#### [Problem statement]
Give the entries back exactly, dropping each image.

#### [Data for processing]
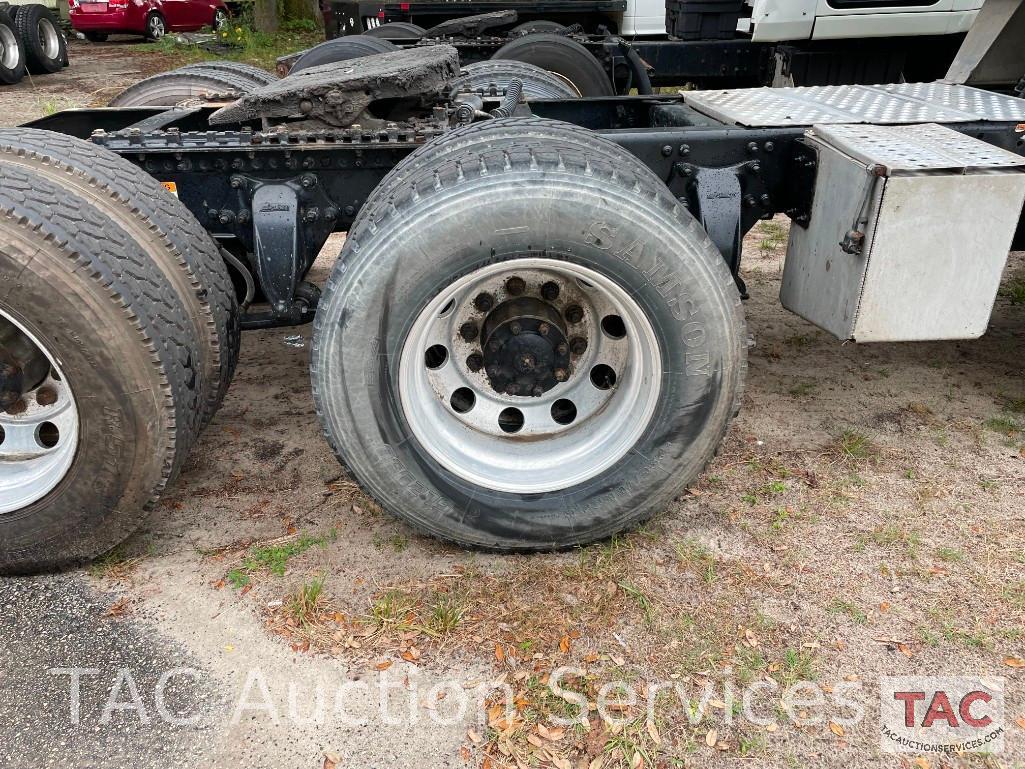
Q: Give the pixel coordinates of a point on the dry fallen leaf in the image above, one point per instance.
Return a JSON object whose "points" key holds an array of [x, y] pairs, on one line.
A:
{"points": [[653, 732]]}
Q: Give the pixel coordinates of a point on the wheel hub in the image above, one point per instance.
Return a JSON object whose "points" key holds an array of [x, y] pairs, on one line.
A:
{"points": [[530, 374], [525, 348]]}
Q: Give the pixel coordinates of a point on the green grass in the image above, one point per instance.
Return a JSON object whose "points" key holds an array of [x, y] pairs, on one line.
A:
{"points": [[247, 45], [839, 606], [302, 604], [950, 555], [855, 446], [797, 665], [275, 558]]}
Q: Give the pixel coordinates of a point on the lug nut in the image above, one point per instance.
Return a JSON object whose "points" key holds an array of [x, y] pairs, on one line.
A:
{"points": [[549, 290], [468, 331], [484, 302], [46, 396], [516, 285]]}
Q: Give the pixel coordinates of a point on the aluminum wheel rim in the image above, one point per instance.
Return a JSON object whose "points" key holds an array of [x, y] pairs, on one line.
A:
{"points": [[39, 443], [48, 37], [543, 454], [8, 48]]}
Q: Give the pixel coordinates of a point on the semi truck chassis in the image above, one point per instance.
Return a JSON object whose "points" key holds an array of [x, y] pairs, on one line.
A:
{"points": [[534, 334]]}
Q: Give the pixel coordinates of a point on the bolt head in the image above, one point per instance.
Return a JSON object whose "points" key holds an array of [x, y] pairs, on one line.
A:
{"points": [[549, 290], [468, 331], [46, 396], [484, 302]]}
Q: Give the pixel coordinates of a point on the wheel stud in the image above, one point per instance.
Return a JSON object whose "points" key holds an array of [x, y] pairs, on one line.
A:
{"points": [[46, 396], [516, 285], [468, 331], [484, 302]]}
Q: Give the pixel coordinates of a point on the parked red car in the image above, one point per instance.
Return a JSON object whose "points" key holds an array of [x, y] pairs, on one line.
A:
{"points": [[150, 17]]}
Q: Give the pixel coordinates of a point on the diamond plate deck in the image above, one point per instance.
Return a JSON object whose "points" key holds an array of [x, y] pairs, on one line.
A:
{"points": [[821, 105], [913, 148]]}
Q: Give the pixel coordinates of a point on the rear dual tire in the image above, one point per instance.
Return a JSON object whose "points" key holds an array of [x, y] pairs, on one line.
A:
{"points": [[112, 294], [569, 205], [45, 47], [11, 50]]}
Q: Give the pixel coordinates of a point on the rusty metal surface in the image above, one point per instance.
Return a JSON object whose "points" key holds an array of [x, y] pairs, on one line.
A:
{"points": [[339, 93], [473, 26]]}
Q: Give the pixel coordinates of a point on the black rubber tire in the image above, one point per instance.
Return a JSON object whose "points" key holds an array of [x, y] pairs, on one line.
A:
{"points": [[609, 208], [397, 31], [151, 32], [126, 348], [537, 83], [175, 86], [162, 226], [30, 17], [10, 37], [540, 25], [257, 76], [564, 56], [342, 49]]}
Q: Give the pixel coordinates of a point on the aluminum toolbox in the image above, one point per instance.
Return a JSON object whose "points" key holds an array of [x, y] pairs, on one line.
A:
{"points": [[934, 210]]}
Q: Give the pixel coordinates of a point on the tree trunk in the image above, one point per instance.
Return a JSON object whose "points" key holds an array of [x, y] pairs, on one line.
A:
{"points": [[265, 15]]}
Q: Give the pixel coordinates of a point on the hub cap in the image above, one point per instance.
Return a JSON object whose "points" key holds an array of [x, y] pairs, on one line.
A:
{"points": [[8, 48], [530, 375], [39, 423], [48, 37]]}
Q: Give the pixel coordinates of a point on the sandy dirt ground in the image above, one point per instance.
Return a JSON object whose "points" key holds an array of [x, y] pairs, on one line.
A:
{"points": [[864, 519]]}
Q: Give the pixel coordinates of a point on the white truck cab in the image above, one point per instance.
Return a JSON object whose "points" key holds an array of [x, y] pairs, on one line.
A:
{"points": [[776, 21]]}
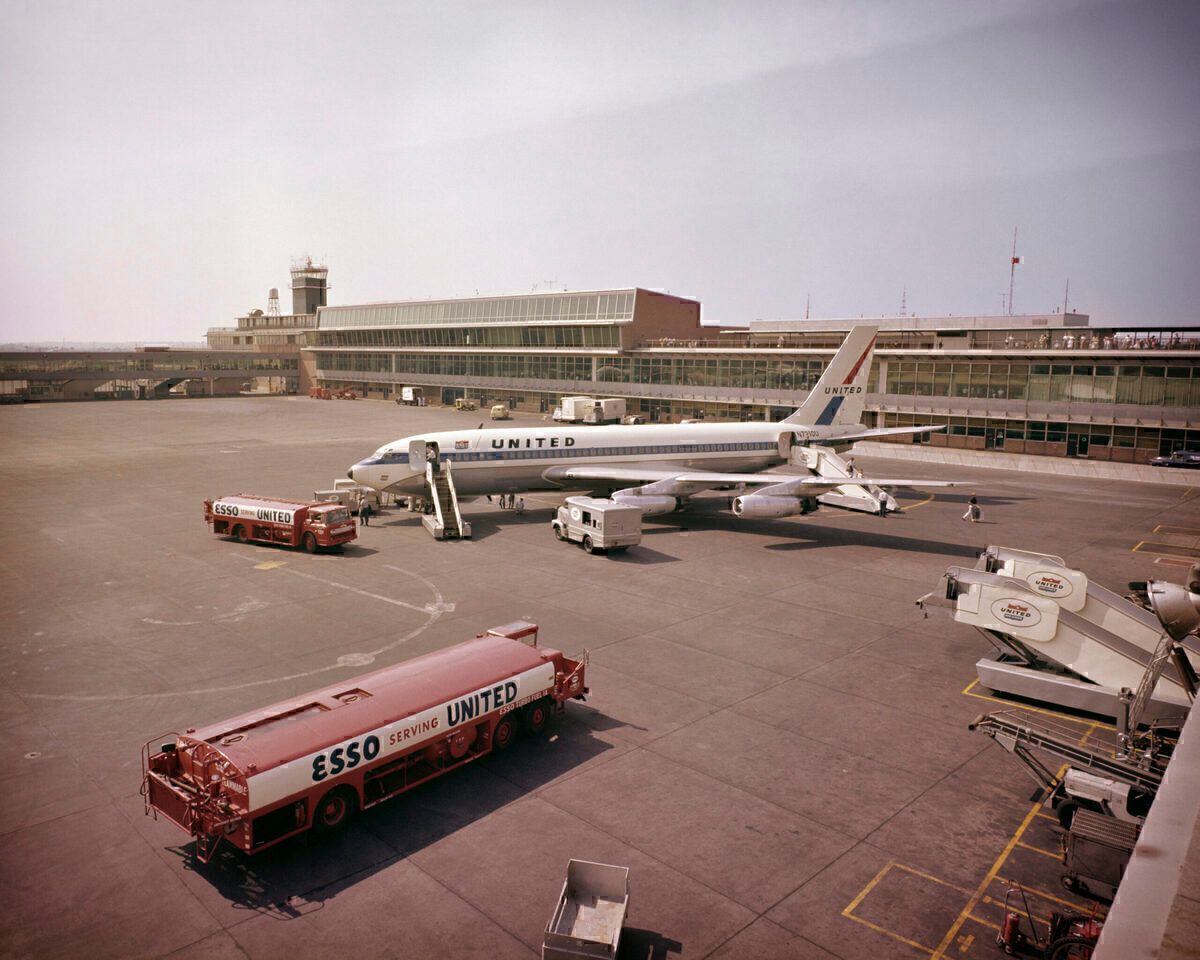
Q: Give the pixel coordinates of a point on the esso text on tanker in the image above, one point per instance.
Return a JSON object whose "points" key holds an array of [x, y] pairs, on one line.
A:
{"points": [[649, 504]]}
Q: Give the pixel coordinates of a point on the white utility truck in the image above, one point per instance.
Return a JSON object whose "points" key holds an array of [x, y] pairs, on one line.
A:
{"points": [[598, 523], [347, 493], [609, 411]]}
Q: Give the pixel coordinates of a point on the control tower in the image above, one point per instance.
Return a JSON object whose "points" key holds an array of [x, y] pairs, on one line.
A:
{"points": [[309, 286]]}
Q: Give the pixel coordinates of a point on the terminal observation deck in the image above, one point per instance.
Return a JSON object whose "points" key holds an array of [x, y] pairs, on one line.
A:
{"points": [[149, 372]]}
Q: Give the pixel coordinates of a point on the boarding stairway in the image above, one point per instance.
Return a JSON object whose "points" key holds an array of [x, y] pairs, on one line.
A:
{"points": [[1020, 736], [1063, 640], [445, 522], [825, 462]]}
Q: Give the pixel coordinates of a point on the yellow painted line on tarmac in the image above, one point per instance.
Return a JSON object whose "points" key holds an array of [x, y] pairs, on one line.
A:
{"points": [[849, 912], [1168, 550], [1170, 528], [981, 891], [1051, 853], [1012, 705]]}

#### [Written answer]
Q: Give the pixel coordinates of a point on the dry fallen leaf in the image above, one point per instance.
Return a JSON object whose "points" key holds an array of [x, y] pairs, on one line.
A:
{"points": [[653, 732]]}
Q: Give the pixel coordinates of a point on the wheel hub in the image above, one point per instance.
Return a JSON object whose "points" key holds an array of [x, y] pairs, on one line.
A:
{"points": [[530, 374], [525, 348]]}
Q: Give the pixel coordinates of a point on the green grass in the image above, one point per instance.
Return a JSON object whose "points" key holds an array of [x, y] pairs, on one line.
A:
{"points": [[247, 45], [839, 606], [302, 604], [950, 555], [855, 446], [797, 665], [275, 558]]}
Q: Give the pixel coordinates of a point on the lug nut in the image above, one point per instance.
Return a JSON object whose "points" key holds an array of [x, y] pairs, on one line.
A:
{"points": [[549, 290], [468, 331], [484, 302], [46, 396], [516, 285]]}
Q: Give the pixel coordinates of a point on the aluminum wheel rim in the image above, one point per instance.
Return a JSON object whose "points" key holds an array of [x, y] pairs, on one line.
A:
{"points": [[39, 443], [48, 37], [543, 454], [8, 48]]}
Q: Give the pixel coordinates of a point on the semi truck chassis in the image above, one point per instance.
Return a JSON object whose "points" key holds an array of [x, y] pairs, on one line.
A:
{"points": [[534, 334]]}
Q: Give the pixel coordinates of a point on the bolt head in the image above, one point per instance.
Return a JSON object whose "points" key holds an array of [x, y] pairs, on one line.
A:
{"points": [[549, 290], [468, 331], [46, 396], [484, 302]]}
Q: Give the pixel coordinates of a point on the wheel stud in the image above, one point per instance.
Return a JSON object whose "points" key holds an array of [x, y] pairs, on one line.
A:
{"points": [[46, 396], [516, 285], [468, 331], [484, 302]]}
Q: Give the pixel coordinates of a point on the parked red car in the image above, one point per instance.
Return a JSON object whose "points" key holds an array of [x, y] pairs, on one line.
A:
{"points": [[150, 17]]}
Q: Give the pixel coordinates of a point on the diamond plate deck in the image above, one point per instance.
Return a JSON object whose "points" key holds an array of [x, y] pairs, on one line.
A:
{"points": [[821, 105], [913, 148]]}
Q: Give the pixel coordinates of a point on the rear dual tire in the image above, one point per instance.
Return a JSON object whose "points" key holds an array of [x, y] pairs, on one line.
A:
{"points": [[112, 294], [569, 205], [45, 47], [11, 50]]}
Q: Give the pixel coordinates of a point on the rusty metal surface in the image above, one point per instance.
Return a JSON object whose "points" key holds an array of [x, y] pairs, on one line.
A:
{"points": [[339, 93], [473, 26]]}
Q: Give the pixel coordinates of a point on the black rubber tire in the image above, one point per instance.
Return a JSON object whose "points" key holds an array of [x, y] pairs, on one line.
A:
{"points": [[609, 208], [397, 31], [151, 32], [126, 348], [537, 83], [175, 86], [162, 226], [30, 17], [10, 37], [540, 25], [257, 76], [564, 56], [342, 49]]}
Q: Give the pixel coordinates of a point on the aluminum toolbox in the image above, one point per instance.
Return a JSON object whose "points" key holds an array of [x, y] pairs, on one line.
A:
{"points": [[934, 210]]}
Q: Give the pixel coordinates of a point on the tree trunk in the image above, one point per instance.
Return a JSON object whose "points" key holds an array of [x, y] pairs, on one line.
A:
{"points": [[265, 15]]}
Q: Give the pixel coordinates of a point on the hub cap in the image above, one point per instance.
Return a JSON object whose "points" key holds an array of [x, y] pairs, on one line.
A:
{"points": [[8, 48], [530, 375], [39, 423], [48, 37]]}
Q: Give the pixel coordinates of a point on the sandy dirt ground in the image above, one point per instance.
Return a JSON object whose "points" key holds an array of [x, y] pairs, on one line.
A:
{"points": [[864, 519]]}
Q: Give the pixel coordinates of a point on the white truck cab in the image above, one point per instance.
Return a JSON object whose "points" key holds an array of [x, y] pairs, on one line.
A:
{"points": [[776, 21]]}
Q: Give the pixel coordinates of a point on the esso text on tanker in the image above, one point per instance.
Return a JSON object whose "points" key holds an array of [x, y] pairs, on one line.
A:
{"points": [[649, 504]]}
Q: Give the pixel coordinates of a point on the white utility truck in the image above, one point per instance.
Return a JSON object whose "points" key holds an array of [x, y] pairs, on one line.
A:
{"points": [[598, 523], [347, 493], [609, 411]]}
Q: Give the pixel coordinates of a point on the control tower in the image above, one point per instance.
Return a JSON object whose "points" key holds an array of [x, y] pairs, on one line.
A:
{"points": [[309, 286]]}
Q: Give the pixel coordinates of a point on the terminal observation deck in the image above, one point per instance.
Return a JSON object whose "points" key holds an array of [x, y] pairs, on one line.
A:
{"points": [[149, 372]]}
Q: Give the pixel coordinates of a point on the boarding stairway in the image above, one point per instance.
Return a JSON object whose "points" key holds an array of [x, y] pairs, on one line.
A:
{"points": [[1020, 736], [1063, 640], [445, 522], [825, 462]]}
Q: Give the pixel coordinates of a point on the yellow painted line on tarmac in the image above, one point per instance.
Return a JSON object whose "points" key holds an array of [x, y] pairs, on one line.
A:
{"points": [[849, 912], [1168, 550], [1170, 528], [981, 891], [1051, 853], [1012, 705]]}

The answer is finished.